(Stored data entries)
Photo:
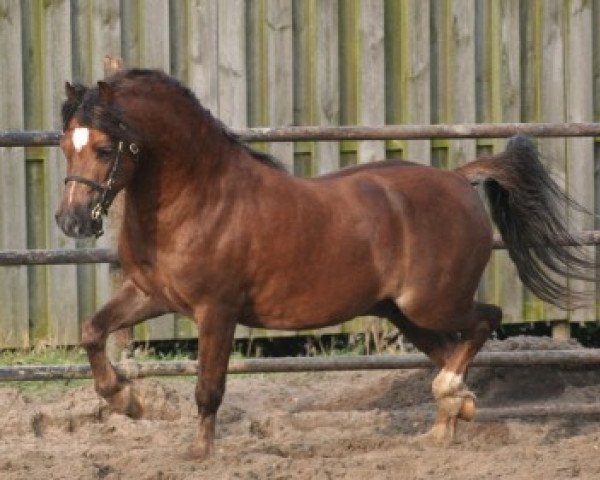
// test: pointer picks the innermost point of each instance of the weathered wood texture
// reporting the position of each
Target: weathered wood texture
(14, 299)
(275, 63)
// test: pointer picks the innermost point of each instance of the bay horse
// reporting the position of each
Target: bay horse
(221, 233)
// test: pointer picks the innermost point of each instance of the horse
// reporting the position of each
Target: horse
(221, 233)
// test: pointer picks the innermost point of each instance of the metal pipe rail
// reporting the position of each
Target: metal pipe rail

ASSIGNMENT. Output all the records above exactly, but without their images.

ANSWER SECTION.
Photo:
// test: pointer picks the innermost point of each instance of the weathered wood texture
// reporting the position of each
Target: weathered wood texture
(14, 299)
(275, 63)
// test: pointer picks the innermost point of each instance of the bay horse
// reporting the position of each
Target: bay horse
(221, 233)
// test: pointer picks the innermost point of each instance of the horse
// reporting the position of each
Target: horse
(221, 233)
// test: pointer picks the innermost point of each instance of the metal pipe rail
// reporting the position of each
Target: metal pipe rail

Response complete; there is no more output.